[Records from a dataset]
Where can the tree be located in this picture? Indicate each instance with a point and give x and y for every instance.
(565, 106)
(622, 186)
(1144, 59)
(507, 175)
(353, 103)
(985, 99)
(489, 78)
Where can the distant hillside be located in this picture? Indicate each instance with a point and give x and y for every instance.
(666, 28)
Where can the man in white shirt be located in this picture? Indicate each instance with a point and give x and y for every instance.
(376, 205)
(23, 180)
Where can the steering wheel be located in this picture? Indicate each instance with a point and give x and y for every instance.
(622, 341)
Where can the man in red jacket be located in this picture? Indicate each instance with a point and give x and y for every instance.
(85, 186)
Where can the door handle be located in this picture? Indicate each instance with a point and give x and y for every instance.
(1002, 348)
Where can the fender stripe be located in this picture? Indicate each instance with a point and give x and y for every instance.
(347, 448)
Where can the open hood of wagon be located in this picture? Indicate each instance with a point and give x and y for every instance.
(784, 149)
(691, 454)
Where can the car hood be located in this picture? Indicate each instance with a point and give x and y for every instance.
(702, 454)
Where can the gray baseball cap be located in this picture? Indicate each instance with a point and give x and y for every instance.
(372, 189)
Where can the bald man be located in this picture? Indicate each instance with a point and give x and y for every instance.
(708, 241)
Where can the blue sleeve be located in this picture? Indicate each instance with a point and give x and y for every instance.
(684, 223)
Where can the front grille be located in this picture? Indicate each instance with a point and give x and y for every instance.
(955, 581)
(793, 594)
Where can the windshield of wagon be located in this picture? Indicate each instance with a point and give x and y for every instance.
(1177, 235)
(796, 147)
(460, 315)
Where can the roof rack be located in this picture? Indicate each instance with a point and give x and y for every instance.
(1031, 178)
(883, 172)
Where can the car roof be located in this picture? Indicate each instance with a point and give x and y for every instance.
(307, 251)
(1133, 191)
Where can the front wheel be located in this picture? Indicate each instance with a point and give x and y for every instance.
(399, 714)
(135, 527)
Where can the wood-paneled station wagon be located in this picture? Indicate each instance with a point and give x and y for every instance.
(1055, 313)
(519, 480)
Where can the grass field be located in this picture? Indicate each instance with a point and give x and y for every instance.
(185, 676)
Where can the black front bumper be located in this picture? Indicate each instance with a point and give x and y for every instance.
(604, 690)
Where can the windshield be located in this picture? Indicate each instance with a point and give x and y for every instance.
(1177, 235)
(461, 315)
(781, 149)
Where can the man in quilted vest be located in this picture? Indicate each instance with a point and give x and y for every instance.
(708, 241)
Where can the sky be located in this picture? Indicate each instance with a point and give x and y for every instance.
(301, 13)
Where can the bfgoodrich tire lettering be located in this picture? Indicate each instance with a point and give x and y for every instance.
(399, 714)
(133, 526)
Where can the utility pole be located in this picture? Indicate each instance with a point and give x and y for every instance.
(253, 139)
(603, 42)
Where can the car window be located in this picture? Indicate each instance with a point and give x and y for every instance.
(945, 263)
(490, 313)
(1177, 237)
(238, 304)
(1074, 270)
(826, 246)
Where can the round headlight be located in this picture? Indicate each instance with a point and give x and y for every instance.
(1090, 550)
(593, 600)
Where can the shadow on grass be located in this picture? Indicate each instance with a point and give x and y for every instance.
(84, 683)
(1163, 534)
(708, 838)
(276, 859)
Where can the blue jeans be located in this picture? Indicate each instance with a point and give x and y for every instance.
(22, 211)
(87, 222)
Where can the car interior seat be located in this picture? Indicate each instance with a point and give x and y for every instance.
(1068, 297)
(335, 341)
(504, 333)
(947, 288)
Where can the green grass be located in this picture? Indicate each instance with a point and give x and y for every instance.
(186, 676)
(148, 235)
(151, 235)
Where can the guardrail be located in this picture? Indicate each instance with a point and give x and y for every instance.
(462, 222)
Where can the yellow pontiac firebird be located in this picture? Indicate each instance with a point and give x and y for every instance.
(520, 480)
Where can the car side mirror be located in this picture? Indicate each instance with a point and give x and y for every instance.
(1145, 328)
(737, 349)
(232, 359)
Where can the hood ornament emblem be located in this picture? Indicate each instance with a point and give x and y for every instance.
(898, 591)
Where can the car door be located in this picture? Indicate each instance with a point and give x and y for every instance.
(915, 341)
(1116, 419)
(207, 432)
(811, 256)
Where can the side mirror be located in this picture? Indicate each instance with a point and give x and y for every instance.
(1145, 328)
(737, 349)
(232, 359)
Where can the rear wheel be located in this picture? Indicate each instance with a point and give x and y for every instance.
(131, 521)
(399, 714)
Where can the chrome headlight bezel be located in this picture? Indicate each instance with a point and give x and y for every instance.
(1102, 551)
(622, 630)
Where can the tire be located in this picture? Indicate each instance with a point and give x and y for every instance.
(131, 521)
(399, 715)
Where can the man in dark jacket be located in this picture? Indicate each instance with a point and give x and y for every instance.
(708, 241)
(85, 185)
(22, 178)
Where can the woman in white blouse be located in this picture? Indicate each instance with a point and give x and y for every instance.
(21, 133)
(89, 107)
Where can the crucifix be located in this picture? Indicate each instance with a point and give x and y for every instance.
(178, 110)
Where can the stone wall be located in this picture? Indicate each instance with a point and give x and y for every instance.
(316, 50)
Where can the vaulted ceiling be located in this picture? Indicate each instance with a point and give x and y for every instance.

# Requirement
Reproduce the listing above verbatim, line by line, from the first entry through the last.

# Finished answer
Where can the tree be located in this picture? Indicate each instance with a point and give x and y for every instance.
(565, 106)
(622, 186)
(1144, 59)
(507, 175)
(353, 103)
(985, 99)
(489, 78)
Where can the distant hillside be located in this picture? Indicate each instance with a point and give x and y for every instance.
(666, 28)
Where can the man in white shirt be located in this picture? Indicate each instance with a point and give x and y for every instance.
(376, 205)
(23, 180)
Where can the steering wheel be located in this picture? Indicate each instance with a point and give x and y for every instance.
(622, 341)
Where can the man in red jacket be located in this picture? Indicate each instance with a point and give x and y for every instance.
(85, 186)
Where can the door handle be located in this picture? Indicate each instance with a point and give x and y for every instance.
(1002, 348)
Where can the fender stripe be located in this picture? Indicate each instance with a point and give x and y for every instance.
(347, 448)
Where can the open hood of wagon be located in this picture? Indicate each instance with a point and give x and y for every instance.
(784, 149)
(691, 454)
Where can the car hood be located in this picture? Indicate each instance with a point and give x and y for every instance.
(702, 454)
Where can the gray baseball cap be located in this picture? Indicate each instance with a point and give x and y for every instance.
(372, 189)
Where can the bald man be located in this picture? Indicate each instance with a point and give x and y for every instance.
(708, 241)
Where can the blue sleeve be located in this picture? Indicate each instance with a point and give x and y for every instance.
(684, 223)
Where can the front grille be located in this picture? Indicate each instance with a point and give x and y for every instance.
(955, 581)
(793, 594)
Where can the windshield of wagon be located in this picture? Indicate each instance with a point and give x and y for every instance.
(1177, 235)
(796, 147)
(460, 315)
Where can the roof rack be located in this picture? Indicate each instance with a point and give x and y for every instance.
(1031, 178)
(883, 172)
Where can the car roof be located in this picture? Indicate each instance with a point and give x and y for every instance.
(307, 251)
(1133, 191)
Where can the front wheel be located in this picture? Indicate each instance with a point and give x and y for every instance.
(399, 714)
(135, 527)
Where can the wood-paneled station wagon be located in this picture? Indicate each instance with a point and give x and y for every instance.
(1055, 313)
(519, 480)
Where can the grass field be located in this picture? Indicate each instance with a point and give x and y for every instance.
(185, 676)
Where can the black front bumper be located in this picture? Indicate each instance with a point and give x and y for every instance.
(604, 690)
Where can the windshield be located in this picture? Indicate each instance with a point and give x and y for every instance.
(1177, 235)
(461, 315)
(781, 149)
Where can the man in quilted vest be located in this picture? Indicate each instance with a point and give x and y for every instance.
(708, 241)
Where can the sky be located in this picture? Indicate each instance with a point and give x and y for every instance.
(301, 13)
Where can the bfgoodrich tire lettering be located in this picture? Indicate each instance with a point and give x and y for every instance.
(399, 714)
(133, 526)
Where can the utility pole be located in this picture? Indicate each instance with a point and give x and y for every instance.
(253, 139)
(603, 42)
Where can the car window be located in this picture? Indicate each instance with a point and give x and y for every instance.
(945, 263)
(490, 313)
(1177, 237)
(238, 304)
(1074, 270)
(826, 246)
Where can the round headlight be located in this picture? Indicate each instance with a point and give x and y for every instance.
(1090, 550)
(593, 600)
Where can the shadow on grass be located in this picture? Indicate each instance with a point and give x and y for every instance.
(84, 683)
(1163, 534)
(708, 838)
(276, 859)
Where can the blue jeans be located in this picture? Indicate each instance with a point and give x and y for every instance.
(22, 211)
(87, 222)
Where can the car interior seat be located in this picture? Indicate each instance with a point and give x and y for every instance.
(1068, 297)
(335, 341)
(504, 333)
(947, 288)
Where can the green grass be located in this picture? Indicate each instance with a point and give x and y for every instance.
(186, 676)
(148, 235)
(151, 235)
Where can the guardrail be located in this picture? Indicate each instance with a point and give x and y for every instance.
(462, 222)
Where can the yellow pontiac firebird be located in this picture? Indicate each instance with a point and give x and y for every instance.
(520, 480)
Where can the car side mirror be located in this picture? Indicate each instance with a point and give x and y for every instance.
(1145, 328)
(737, 349)
(232, 359)
Where can the hood ornament emblem be located in this picture? Indicate each instance with a point and give x and y for every instance.
(898, 591)
Where can the car door be located in this picture? Indicate each instance with a point and give x and y for every instance.
(915, 341)
(1116, 419)
(207, 432)
(811, 256)
Where can the side mirror be located in this picture? Indicate each instance with a point and give x and y for every instance.
(1145, 328)
(737, 349)
(232, 359)
Where can the rear wheel be located in this picture? Indicate each instance with a point and give x and y for every instance.
(131, 521)
(399, 714)
Where can the chrome headlight bezel be located in this picture? Indicate each instance with a point and give x and y for every instance.
(1102, 551)
(622, 630)
Where can the tire be located in this picture? Indicate each instance with a point and give x and y for every instance.
(131, 521)
(399, 715)
Where can the man in dark jacket be located in this picture? Indicate each instance with a point and give x and y for every instance.
(708, 241)
(85, 185)
(22, 178)
Where can the woman in white blouse be located in this picture? Indicate each instance with a point and give x and y for every instance.
(21, 133)
(89, 107)
Where can the crucifix be located in this picture? Indicate each instance with a point and give x and y for every instance.
(178, 110)
Where can the stone wall be located in this picture? Indicate each instance with a point and give x and y for every instance.
(316, 50)
Where can the vaulted ceiling be located in this picture? Indicate each instance with a point and give x and y for every instance.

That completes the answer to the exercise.